- Job
Update the records from the line containing "Might I trouble you for the coordinates of the goalkeeper" down to the end of the records by replacing "soccer ball" with "football", and give those lines again with nothing else changed.

##### Data entries #####

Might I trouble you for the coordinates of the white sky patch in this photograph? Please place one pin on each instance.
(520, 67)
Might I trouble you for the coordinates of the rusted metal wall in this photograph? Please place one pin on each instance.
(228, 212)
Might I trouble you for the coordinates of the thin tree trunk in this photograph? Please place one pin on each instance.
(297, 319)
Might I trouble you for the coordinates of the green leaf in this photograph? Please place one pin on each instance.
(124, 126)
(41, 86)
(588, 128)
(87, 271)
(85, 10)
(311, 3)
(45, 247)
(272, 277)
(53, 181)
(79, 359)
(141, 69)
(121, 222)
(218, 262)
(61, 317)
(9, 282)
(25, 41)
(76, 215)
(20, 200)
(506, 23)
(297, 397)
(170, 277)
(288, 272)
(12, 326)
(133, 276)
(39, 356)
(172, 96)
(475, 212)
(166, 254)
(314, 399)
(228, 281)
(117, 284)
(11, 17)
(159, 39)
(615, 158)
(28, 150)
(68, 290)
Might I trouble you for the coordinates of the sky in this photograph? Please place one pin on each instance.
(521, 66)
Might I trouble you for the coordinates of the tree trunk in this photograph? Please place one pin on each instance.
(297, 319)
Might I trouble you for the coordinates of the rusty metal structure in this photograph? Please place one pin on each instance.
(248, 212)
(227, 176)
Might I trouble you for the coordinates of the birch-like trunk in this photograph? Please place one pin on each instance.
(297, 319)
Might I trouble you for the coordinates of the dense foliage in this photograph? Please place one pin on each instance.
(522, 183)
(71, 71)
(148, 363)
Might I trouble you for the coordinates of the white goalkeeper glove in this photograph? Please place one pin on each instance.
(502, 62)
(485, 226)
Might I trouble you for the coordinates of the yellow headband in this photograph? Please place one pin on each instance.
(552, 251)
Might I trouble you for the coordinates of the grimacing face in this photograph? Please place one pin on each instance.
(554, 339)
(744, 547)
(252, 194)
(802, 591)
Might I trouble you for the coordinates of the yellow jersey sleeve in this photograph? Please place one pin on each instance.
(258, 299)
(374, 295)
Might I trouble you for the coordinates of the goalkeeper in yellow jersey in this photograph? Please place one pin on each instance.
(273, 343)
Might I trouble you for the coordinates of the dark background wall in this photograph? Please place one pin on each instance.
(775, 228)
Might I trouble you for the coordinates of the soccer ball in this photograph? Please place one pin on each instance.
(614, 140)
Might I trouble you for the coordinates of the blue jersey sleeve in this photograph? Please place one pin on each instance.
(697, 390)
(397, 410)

#####

- In response
Might I trouble you for the coordinates of the goalkeeper in yellow jersey in this photograph? Please place one pin on each instance.
(273, 343)
Might I trouble you for the coordinates of the dark background wall in this photograph? Please place one pin on each instance.
(775, 228)
Might I trouble you for the coordinates of the football in this photograph? Please place one pin on each instance.
(614, 140)
Might I trouble you for the coordinates of the blue jersey sleeve in this photograph? Please place one pin on each instance.
(697, 390)
(397, 410)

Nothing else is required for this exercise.